SUPPLIED PASSAGE ->
━━━━
Continue to expect gross margin to expand 150 to 200bps, or 57.5% to 58% by year-end (Includes 150 to 200bps impact from airfreight).
Diluted earnings per share are expected to be between $7.16 to $7.26 and adjusted diluted earnings per share to be in the range of $7.38 to $7.48. Adjusted diluted earnings were raised from $6.73 to $6.86.
Continue to expect CapEx of ~$365 million to $375 million for 2021.
An upgrade to FY21 guidance, after a better than expected second quarter, as well as demonstrating an ability to maintain healthy margins during a period of inflationary costs to distribution and manufacturing. Great stuff.
Most interesting to me was McDonald’s comment that, come 2022, they will revise the Power of Three plan, given that the higher-level goals will mostly be complete by FY21/FY22. This is evidence of brand adoption, at a faster than anticipated rate.
By the end of this year, we could see Lulu (a $54B business) generate $6.26B in TTM revenues with a healthy $3.6B in TTM gross profit. This would put Lulu at ~8.6x FY21 revenues as things stand.
━━━━
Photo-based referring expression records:
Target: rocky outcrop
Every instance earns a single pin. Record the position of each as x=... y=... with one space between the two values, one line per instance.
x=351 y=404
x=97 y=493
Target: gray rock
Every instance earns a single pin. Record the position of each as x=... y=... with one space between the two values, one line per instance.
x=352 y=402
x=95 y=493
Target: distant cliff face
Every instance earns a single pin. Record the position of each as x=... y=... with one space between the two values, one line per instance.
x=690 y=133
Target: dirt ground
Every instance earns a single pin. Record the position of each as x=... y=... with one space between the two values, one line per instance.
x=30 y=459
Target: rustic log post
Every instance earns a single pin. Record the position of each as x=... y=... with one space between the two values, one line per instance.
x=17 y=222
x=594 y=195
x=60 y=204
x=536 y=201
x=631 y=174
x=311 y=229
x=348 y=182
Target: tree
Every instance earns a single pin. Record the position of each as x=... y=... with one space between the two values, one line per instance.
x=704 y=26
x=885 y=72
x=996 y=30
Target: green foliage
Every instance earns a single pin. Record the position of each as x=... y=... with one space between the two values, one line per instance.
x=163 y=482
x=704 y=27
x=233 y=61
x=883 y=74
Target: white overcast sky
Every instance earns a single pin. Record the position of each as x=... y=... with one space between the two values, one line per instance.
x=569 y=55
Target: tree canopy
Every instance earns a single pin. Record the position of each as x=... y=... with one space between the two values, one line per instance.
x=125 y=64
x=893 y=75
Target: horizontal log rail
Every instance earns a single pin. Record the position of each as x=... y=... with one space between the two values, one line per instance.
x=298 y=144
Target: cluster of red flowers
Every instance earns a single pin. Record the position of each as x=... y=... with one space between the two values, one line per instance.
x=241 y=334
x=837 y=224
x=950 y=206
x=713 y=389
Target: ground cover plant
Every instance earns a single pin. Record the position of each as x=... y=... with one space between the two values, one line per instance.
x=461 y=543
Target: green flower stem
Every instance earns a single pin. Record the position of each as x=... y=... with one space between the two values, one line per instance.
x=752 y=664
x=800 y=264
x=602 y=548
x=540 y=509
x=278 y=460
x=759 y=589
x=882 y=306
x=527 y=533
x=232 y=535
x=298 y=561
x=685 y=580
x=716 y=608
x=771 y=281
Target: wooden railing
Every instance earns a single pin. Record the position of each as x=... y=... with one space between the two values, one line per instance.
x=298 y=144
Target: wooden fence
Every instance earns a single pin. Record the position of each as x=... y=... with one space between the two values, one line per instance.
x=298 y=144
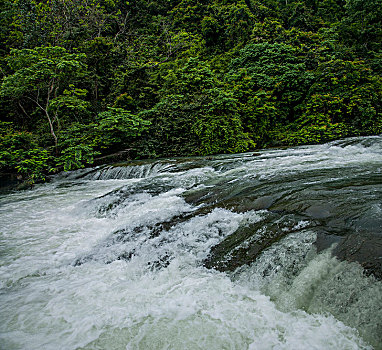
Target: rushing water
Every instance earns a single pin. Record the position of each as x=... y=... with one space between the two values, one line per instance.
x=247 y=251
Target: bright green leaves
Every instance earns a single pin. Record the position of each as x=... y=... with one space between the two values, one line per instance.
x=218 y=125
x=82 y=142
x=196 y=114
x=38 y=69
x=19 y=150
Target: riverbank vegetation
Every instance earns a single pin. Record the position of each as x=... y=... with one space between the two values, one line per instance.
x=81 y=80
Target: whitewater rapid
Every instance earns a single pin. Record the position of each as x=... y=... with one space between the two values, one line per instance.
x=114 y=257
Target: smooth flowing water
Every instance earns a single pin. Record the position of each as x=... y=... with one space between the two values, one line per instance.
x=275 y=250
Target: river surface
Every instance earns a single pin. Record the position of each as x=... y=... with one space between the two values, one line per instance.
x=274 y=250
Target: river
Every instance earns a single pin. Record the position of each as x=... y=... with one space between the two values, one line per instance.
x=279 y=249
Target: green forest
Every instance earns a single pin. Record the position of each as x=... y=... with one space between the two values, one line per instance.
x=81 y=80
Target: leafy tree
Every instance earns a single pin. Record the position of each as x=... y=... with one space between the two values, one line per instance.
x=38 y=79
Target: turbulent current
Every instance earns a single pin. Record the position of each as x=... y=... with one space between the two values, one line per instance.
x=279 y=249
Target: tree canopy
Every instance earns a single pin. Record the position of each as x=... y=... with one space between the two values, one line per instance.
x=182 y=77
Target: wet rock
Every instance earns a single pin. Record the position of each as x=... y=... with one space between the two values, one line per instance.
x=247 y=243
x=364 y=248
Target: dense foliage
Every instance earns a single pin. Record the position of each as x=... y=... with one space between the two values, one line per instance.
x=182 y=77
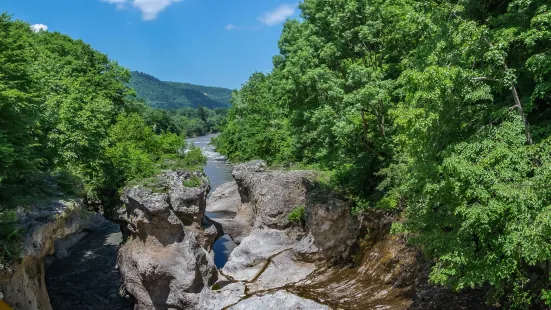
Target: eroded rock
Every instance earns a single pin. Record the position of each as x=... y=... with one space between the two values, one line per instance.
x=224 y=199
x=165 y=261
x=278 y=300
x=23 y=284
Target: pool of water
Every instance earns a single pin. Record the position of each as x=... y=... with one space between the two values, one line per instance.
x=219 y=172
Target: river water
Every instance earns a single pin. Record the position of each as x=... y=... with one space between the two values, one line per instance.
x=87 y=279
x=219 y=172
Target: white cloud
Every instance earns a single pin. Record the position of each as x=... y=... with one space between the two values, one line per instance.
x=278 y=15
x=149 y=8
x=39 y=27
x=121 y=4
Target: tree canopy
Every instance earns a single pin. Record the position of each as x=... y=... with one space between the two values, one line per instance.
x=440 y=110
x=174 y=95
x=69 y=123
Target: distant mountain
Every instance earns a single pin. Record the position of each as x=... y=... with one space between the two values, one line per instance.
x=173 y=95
━━━━
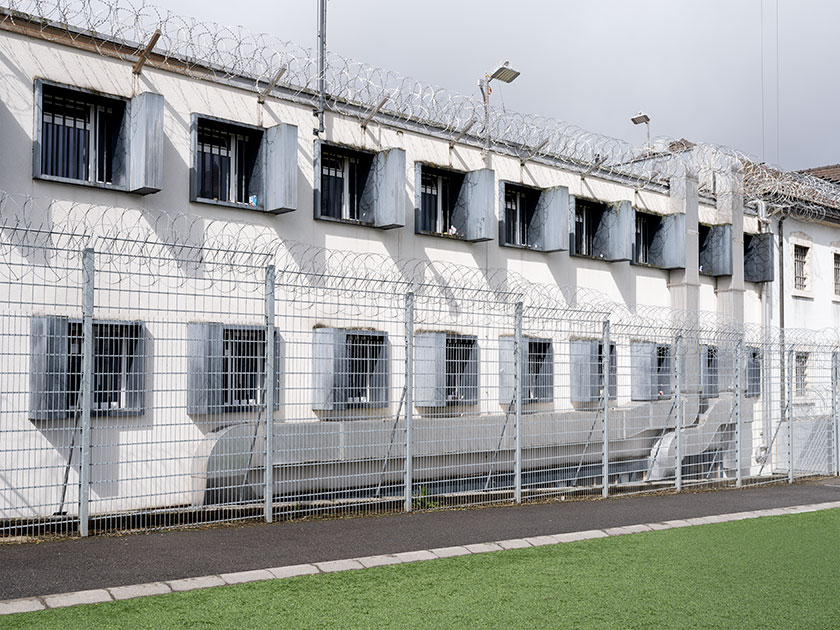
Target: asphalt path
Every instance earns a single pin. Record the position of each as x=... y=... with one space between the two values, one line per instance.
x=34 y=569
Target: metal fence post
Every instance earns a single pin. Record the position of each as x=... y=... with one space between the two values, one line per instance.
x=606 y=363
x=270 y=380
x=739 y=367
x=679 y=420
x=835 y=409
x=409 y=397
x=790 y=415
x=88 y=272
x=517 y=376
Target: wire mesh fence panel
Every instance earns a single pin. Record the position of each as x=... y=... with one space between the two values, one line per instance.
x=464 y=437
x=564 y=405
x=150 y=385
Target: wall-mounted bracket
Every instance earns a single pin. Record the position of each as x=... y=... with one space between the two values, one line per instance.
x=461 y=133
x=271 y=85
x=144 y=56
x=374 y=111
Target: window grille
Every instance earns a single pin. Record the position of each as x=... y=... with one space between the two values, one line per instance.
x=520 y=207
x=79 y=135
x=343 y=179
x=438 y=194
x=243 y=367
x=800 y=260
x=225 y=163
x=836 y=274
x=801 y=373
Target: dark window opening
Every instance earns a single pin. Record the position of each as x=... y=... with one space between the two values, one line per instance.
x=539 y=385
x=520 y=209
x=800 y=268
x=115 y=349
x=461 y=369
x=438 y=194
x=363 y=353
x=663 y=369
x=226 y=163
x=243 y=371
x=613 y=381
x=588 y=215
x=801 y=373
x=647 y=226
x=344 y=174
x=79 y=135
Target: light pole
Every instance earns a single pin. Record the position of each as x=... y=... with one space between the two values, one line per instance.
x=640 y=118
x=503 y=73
━━━━
Copy the earnings guidance passage from "By the end of" to "as things stand.", swapping every "Lulu" for "Lululemon".

RESPONSE AREA ->
By the end of this year, we could see Lululemon (a $54B business) generate $6.26B in TTM revenues with a healthy $3.6B in TTM gross profit. This would put Lululemon at ~8.6x FY21 revenues as things stand.